TEXT UNDER STUDY -
=-=-=

Buck Henry, I just saw him in To Die For, which I also complained about:
Among Those Present
Watching three Lloyd shorts from the same year, and this one opens with the best bit, wealthy-looking Harold exposed as a coat-check guy wearing a guest’s fancy clothes. A witness to the incident offers to get Harold some glad rags and take him partying with the swells, for obscure reasons, leading to riding and hunting antics and cute rich girl Mildred Davis. After this complicated setup, the second half is just Harold pantsless, running away from various animals. Mildred’s parents are very good – James Kelly had been in all of Chaplin’s Mutuals, and Aggie Herring was in the Jackie Coogan Oliver Twist and, uh, Suicide Squad.
Now or Never
Now Mildred is the maid of a neglected kid with rich parents, but it’s the day she’s supposed to meet the boy she knew years ago, and they are both having transportation issues. Harold has wrecked his car, rides underneath a train car, then Mildred gives him the kid and boards… a different train? Doesn’t matter, they end up together, most of the movie devoted to the stupid kid being naughty-cute.
Animated segments! Harold and Mildred are finally married in this one (and soon IRL), walking around with a baby carriage full of wine (aha, prohibition). Then the movie goes downhill, taking care of horrible kids that aren’t theirs again, and Harold’s fairly incompetent in this one.
Newmeyer and Roach made these, as would be expected.
First time watching this in high-def… oh my.
Timid Sasha gets up, runs through a brutal hierarchy of shithead children, through all the mirrors and reflections on water that young Tarkovsky can muster, attends a disappointing violin lesson, then things are looking up when he befriends a steamroller driver from the courtyard.
I figure the kid’s gonna get beaten up at some point, and he does, so the real tension is from wondering what will happen to the violin. Will it survive, will the shithead kids destroy or deface it, or will they break Sasha’s spirit so he destroys it himself, a la young Jodorowsky in Endless Poetry? Well it’s the first one, but there’s a scene when he’s run off to watch buildings get demolished with his steamrolling buddy and the shitheads find the violin left behind, then it’s untouched when Sasha returns, so I’d like to think there’s more to that story and it got cut for time. Remarkable little movie, with beautiful color on the blu-ray.
This stupid year is trying to kill my blog, but it still lives.
Movie follows tantrummy four-year-old boy Kun, voiced very unconvincingly by an 18-year-old girl, as he gradually learns simple lessons. He resents his new sister Mirai until she visits from the future and shows him scenes from their family history. He becomes the family dog, goes on a motorcycle ride with his post-WWII grandpa, flies around with the swallows, and gets Christmas Caroled into being nicer to his baby sister. I never got over Kun’s voice – maybe the English version is better.
Now I’ve seen all of the 2018 animated feature oscar nominees – the worthy winner, an all-time fave, two disappointing sequels, and… this. We’re following Hosoda’s career but seeing diminishing returns.

=-=-=

RECORDS SHOWN -
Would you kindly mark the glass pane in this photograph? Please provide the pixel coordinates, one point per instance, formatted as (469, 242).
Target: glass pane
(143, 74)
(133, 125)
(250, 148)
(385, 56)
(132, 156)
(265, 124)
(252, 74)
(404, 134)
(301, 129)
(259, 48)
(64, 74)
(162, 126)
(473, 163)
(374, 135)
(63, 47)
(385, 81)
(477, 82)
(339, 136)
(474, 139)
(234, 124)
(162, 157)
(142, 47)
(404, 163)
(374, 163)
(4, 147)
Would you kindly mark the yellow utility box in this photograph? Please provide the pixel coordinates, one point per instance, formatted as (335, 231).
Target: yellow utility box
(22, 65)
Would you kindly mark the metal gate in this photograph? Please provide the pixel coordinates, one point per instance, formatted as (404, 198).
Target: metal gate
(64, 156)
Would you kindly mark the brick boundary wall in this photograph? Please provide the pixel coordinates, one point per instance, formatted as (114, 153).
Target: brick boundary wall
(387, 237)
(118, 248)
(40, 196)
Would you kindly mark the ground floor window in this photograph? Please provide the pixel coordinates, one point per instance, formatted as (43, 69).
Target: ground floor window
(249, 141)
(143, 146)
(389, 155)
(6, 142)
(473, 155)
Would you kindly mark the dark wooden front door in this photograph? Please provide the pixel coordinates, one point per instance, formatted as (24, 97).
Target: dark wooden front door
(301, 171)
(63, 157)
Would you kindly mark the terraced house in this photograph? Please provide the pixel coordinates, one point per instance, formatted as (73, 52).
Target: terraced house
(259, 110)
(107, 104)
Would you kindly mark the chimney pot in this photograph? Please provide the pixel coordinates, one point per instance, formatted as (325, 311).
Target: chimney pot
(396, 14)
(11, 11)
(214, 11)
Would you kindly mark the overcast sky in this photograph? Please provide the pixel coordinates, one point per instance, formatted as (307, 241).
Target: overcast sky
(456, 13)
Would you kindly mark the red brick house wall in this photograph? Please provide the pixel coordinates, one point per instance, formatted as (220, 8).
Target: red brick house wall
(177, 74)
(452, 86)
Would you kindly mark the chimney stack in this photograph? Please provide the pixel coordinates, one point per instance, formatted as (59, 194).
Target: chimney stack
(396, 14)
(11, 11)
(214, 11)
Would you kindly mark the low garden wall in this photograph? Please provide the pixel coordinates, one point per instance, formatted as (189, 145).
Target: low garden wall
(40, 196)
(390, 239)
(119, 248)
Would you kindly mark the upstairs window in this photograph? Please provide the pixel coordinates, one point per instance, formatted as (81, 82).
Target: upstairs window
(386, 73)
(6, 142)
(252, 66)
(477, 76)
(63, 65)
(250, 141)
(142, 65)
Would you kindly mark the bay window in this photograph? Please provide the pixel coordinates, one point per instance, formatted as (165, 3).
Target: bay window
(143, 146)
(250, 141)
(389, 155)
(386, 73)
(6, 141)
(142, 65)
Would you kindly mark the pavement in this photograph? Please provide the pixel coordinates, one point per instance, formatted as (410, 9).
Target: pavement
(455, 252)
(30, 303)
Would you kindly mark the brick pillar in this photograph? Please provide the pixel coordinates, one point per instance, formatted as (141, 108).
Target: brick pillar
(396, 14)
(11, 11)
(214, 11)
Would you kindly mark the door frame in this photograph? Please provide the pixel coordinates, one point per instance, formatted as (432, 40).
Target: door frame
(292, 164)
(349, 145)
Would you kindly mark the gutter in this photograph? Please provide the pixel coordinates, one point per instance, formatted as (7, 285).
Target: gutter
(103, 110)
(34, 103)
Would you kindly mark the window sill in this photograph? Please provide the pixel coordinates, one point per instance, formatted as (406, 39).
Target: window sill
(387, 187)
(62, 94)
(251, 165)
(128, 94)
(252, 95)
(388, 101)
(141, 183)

=-=-=

YOUR OBJECTIVE -
Please give who voices the four-year-old boy Kun, according to the movie reviews.

ANSWER SPACE -
An 18-year-old girl voices Kun.